- [THE PROBLEM]:
Please give back the listing below word for word, without the images.

- [MATERIAL SUPPLIED]:
---*---

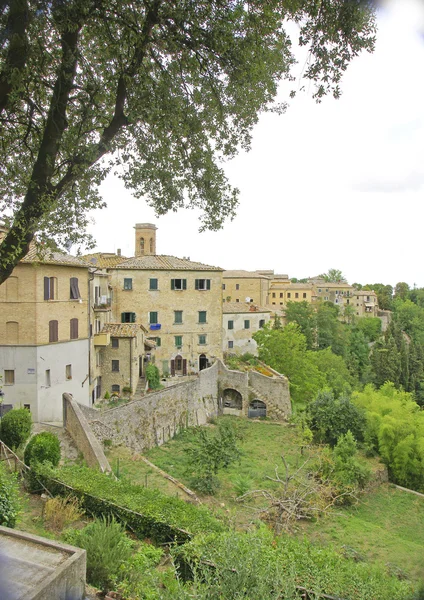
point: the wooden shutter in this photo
(46, 288)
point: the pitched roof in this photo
(165, 263)
(242, 307)
(45, 255)
(245, 274)
(103, 259)
(123, 329)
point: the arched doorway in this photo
(232, 399)
(203, 362)
(257, 409)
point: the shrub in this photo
(16, 427)
(42, 447)
(61, 512)
(9, 498)
(331, 418)
(152, 376)
(107, 548)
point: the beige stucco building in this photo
(178, 300)
(44, 333)
(240, 320)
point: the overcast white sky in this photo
(338, 184)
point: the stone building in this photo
(246, 286)
(44, 333)
(240, 320)
(179, 300)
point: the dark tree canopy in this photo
(164, 88)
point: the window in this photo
(50, 288)
(53, 331)
(9, 377)
(179, 284)
(202, 284)
(127, 317)
(73, 327)
(74, 289)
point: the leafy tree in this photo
(303, 314)
(334, 276)
(285, 351)
(330, 418)
(163, 89)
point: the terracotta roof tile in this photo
(164, 262)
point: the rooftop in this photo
(165, 263)
(123, 329)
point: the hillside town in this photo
(89, 325)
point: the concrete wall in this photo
(30, 364)
(76, 425)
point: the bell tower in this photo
(145, 239)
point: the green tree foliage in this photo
(331, 417)
(334, 276)
(16, 427)
(10, 504)
(211, 451)
(166, 90)
(108, 549)
(44, 446)
(304, 315)
(285, 351)
(395, 429)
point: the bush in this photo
(42, 447)
(16, 427)
(61, 512)
(9, 498)
(107, 548)
(331, 418)
(152, 376)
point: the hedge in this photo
(147, 512)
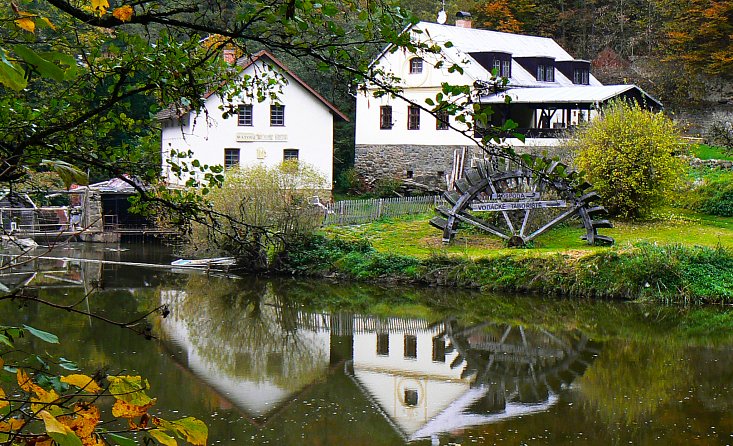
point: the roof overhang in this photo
(565, 96)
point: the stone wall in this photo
(423, 164)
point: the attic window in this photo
(581, 76)
(416, 65)
(546, 73)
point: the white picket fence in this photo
(352, 212)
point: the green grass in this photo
(706, 152)
(413, 236)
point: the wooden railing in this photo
(351, 212)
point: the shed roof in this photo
(566, 95)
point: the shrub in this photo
(628, 154)
(261, 211)
(714, 194)
(720, 132)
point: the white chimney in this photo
(463, 19)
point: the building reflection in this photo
(425, 378)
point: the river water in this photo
(289, 362)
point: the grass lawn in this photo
(706, 152)
(413, 236)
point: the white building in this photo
(549, 90)
(297, 124)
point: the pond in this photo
(291, 362)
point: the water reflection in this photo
(261, 363)
(260, 351)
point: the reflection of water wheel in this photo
(518, 203)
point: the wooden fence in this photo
(352, 212)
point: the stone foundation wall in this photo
(423, 164)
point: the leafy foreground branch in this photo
(664, 273)
(47, 409)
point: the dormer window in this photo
(545, 73)
(577, 71)
(581, 76)
(416, 65)
(496, 62)
(542, 67)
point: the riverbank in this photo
(685, 259)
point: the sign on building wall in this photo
(256, 137)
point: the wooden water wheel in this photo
(518, 203)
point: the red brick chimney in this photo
(230, 56)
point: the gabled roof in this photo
(471, 40)
(247, 61)
(568, 95)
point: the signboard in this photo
(515, 195)
(252, 137)
(517, 205)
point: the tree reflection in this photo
(245, 332)
(632, 380)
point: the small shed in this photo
(17, 210)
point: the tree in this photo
(628, 154)
(700, 34)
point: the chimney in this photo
(230, 56)
(463, 19)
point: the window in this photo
(439, 349)
(383, 344)
(506, 68)
(277, 115)
(385, 117)
(244, 115)
(549, 73)
(415, 65)
(231, 158)
(442, 119)
(410, 346)
(413, 117)
(546, 73)
(411, 397)
(581, 76)
(290, 155)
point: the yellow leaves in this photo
(26, 23)
(61, 434)
(122, 409)
(44, 397)
(123, 13)
(82, 422)
(83, 382)
(100, 6)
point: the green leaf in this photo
(61, 434)
(44, 67)
(12, 76)
(129, 389)
(68, 173)
(162, 438)
(120, 440)
(5, 340)
(43, 335)
(192, 429)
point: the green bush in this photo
(713, 195)
(259, 212)
(628, 154)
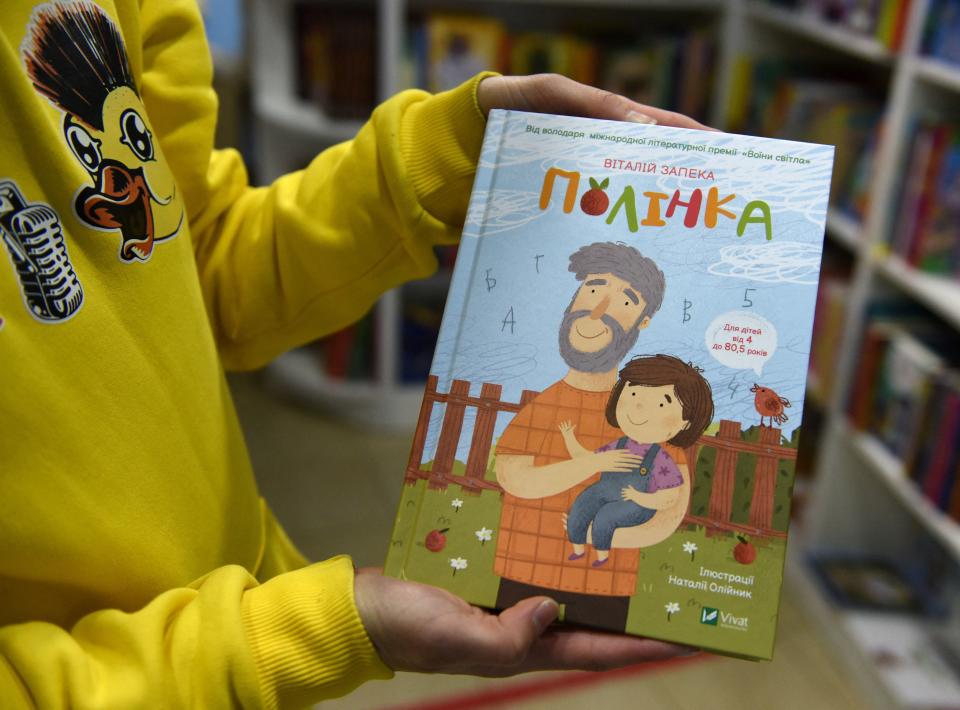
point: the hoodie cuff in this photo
(440, 140)
(308, 641)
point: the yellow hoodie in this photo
(137, 262)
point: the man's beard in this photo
(603, 360)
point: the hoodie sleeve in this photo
(307, 255)
(224, 641)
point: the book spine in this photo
(463, 283)
(935, 478)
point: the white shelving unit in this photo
(856, 483)
(862, 499)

---*---

- [YOUR SOLUTION]:
point: the wooden shutter in this photo
(46, 288)
point: the pitched roof in this photo
(165, 263)
(242, 307)
(45, 255)
(245, 274)
(103, 259)
(123, 329)
point: the arched doorway in this photo
(232, 399)
(203, 362)
(257, 409)
point: the shrub in this photo
(16, 427)
(42, 447)
(61, 512)
(9, 498)
(331, 418)
(152, 376)
(107, 548)
point: the beige stucco building in this photo
(178, 300)
(44, 333)
(240, 320)
point: the overcast white sky in this photo
(338, 184)
point: the stone building in this photo
(246, 286)
(44, 333)
(240, 320)
(179, 300)
point: the dark tree canopy in this photo
(164, 88)
point: the window in this photo
(50, 288)
(53, 331)
(9, 377)
(179, 284)
(202, 284)
(127, 317)
(73, 327)
(74, 289)
point: the leafy tree in this photo
(303, 314)
(334, 276)
(285, 351)
(330, 418)
(163, 89)
point: the terracotta roof tile in this photo
(164, 262)
point: the rooftop in this photo
(165, 263)
(123, 329)
point: the hillside town in this photo
(89, 325)
point: the concrete wall in this photo
(30, 364)
(76, 425)
point: the bell tower in this photo
(145, 239)
point: the green tree foliage in this photo
(331, 417)
(334, 276)
(16, 427)
(10, 504)
(211, 451)
(166, 90)
(108, 549)
(44, 446)
(304, 315)
(285, 351)
(395, 429)
point: the bush in this photo
(42, 447)
(16, 427)
(61, 512)
(9, 498)
(107, 548)
(331, 418)
(152, 376)
point: the hedge in this photo
(147, 512)
point: the roof overhang in this photo
(565, 96)
point: the stone wall in this photo
(423, 164)
point: the attic window in this photo
(581, 76)
(416, 65)
(546, 73)
point: the white picket fence in this photo
(352, 212)
point: the green grass in this photo
(706, 152)
(413, 236)
point: the wooden railing in this photo
(351, 212)
point: the shed roof in this photo
(566, 95)
point: the shrub in this photo
(628, 154)
(261, 211)
(714, 194)
(720, 132)
point: the white chimney in this photo
(463, 19)
point: the building reflection in this photo
(425, 378)
point: the river water in this photo
(289, 362)
point: the grass lawn in this photo
(706, 152)
(413, 236)
point: the white building in this photo
(549, 90)
(297, 124)
point: the pond in this photo
(291, 362)
point: the water reflection in this photo
(261, 363)
(260, 351)
point: the reflection of water wheel in this photo
(518, 203)
point: the wooden fence in this photo
(352, 212)
point: the stone foundation wall in this photo
(423, 164)
point: the leafy foreground branch in this photo
(664, 273)
(47, 409)
point: the dormer window in this photo
(545, 73)
(577, 71)
(581, 76)
(416, 65)
(496, 62)
(542, 67)
point: the riverbank in this photo
(685, 259)
point: the sign on building wall in this photo
(256, 137)
point: the wooden water wheel in this photo
(518, 203)
point: the red brick chimney in this photo
(230, 56)
point: the gabled roof in this photo
(471, 40)
(247, 61)
(568, 95)
point: the signboard in this photo
(515, 195)
(252, 137)
(517, 205)
point: the tree reflection in this photo
(245, 332)
(632, 380)
point: the small shed in this photo
(17, 210)
point: the tree in this photo
(628, 154)
(700, 34)
point: the chimney in this photo
(230, 56)
(463, 19)
point: the window in this photo
(439, 349)
(383, 344)
(506, 68)
(277, 115)
(385, 117)
(244, 115)
(549, 73)
(415, 65)
(231, 158)
(442, 119)
(410, 346)
(413, 117)
(546, 73)
(411, 397)
(581, 76)
(290, 155)
point: the yellow leaves in this photo
(26, 23)
(61, 434)
(122, 409)
(44, 397)
(123, 13)
(82, 422)
(83, 382)
(100, 6)
point: the green leaf in this photo
(61, 434)
(44, 67)
(12, 76)
(129, 389)
(68, 173)
(162, 438)
(120, 440)
(5, 340)
(43, 335)
(192, 429)
point: the green bush in this photo
(713, 195)
(259, 212)
(628, 154)
point: the hoodie cuff in this photo
(440, 140)
(308, 641)
point: the yellow hoodie in this photo
(137, 262)
point: the man's beard in this photo
(603, 360)
point: the hoodie sleeve in this photo
(307, 255)
(224, 641)
point: the book spine in this photo
(463, 283)
(935, 478)
point: the white shelving unit in this photo
(856, 483)
(862, 499)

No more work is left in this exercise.